Dataset extract:
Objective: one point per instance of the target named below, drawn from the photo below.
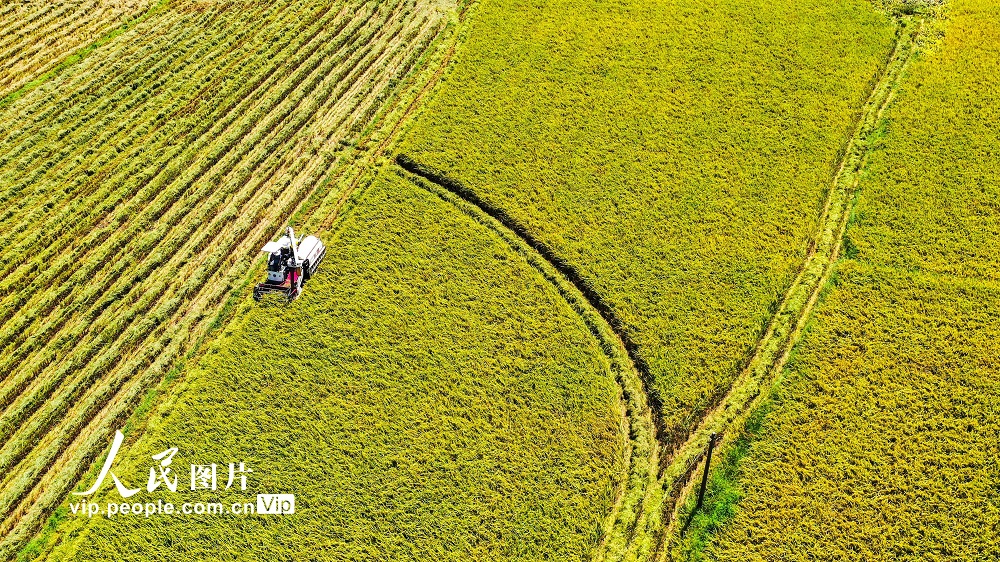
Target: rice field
(879, 442)
(37, 36)
(566, 242)
(137, 187)
(429, 397)
(676, 154)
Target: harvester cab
(290, 263)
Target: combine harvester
(290, 263)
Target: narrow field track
(632, 526)
(140, 228)
(785, 328)
(646, 532)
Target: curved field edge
(383, 123)
(445, 386)
(739, 418)
(569, 190)
(633, 525)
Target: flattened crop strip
(110, 328)
(772, 352)
(629, 523)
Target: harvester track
(772, 352)
(646, 535)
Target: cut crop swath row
(35, 41)
(95, 78)
(135, 97)
(156, 236)
(136, 166)
(120, 181)
(34, 161)
(224, 208)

Exercise instructions:
Rewrite all the rows above, swapping "harvester" for "reaper" wherever it appears and changing nothing else. Leave out the pictures.

Task answer:
Objective: one point per instance of the target named below, drawn from the photo below.
Target: rice field
(879, 442)
(37, 36)
(566, 242)
(137, 187)
(429, 397)
(676, 154)
Target: reaper cab
(290, 263)
Target: combine reaper
(290, 263)
Target: narrow field track
(632, 526)
(140, 228)
(785, 328)
(646, 532)
Target: curved field edge
(383, 123)
(445, 386)
(739, 418)
(569, 190)
(633, 525)
Target: flattened crop strip
(110, 328)
(772, 352)
(629, 523)
Target: reaper track
(772, 352)
(646, 535)
Target: cut crop swath row
(35, 41)
(95, 78)
(135, 97)
(156, 236)
(136, 166)
(120, 181)
(34, 161)
(224, 208)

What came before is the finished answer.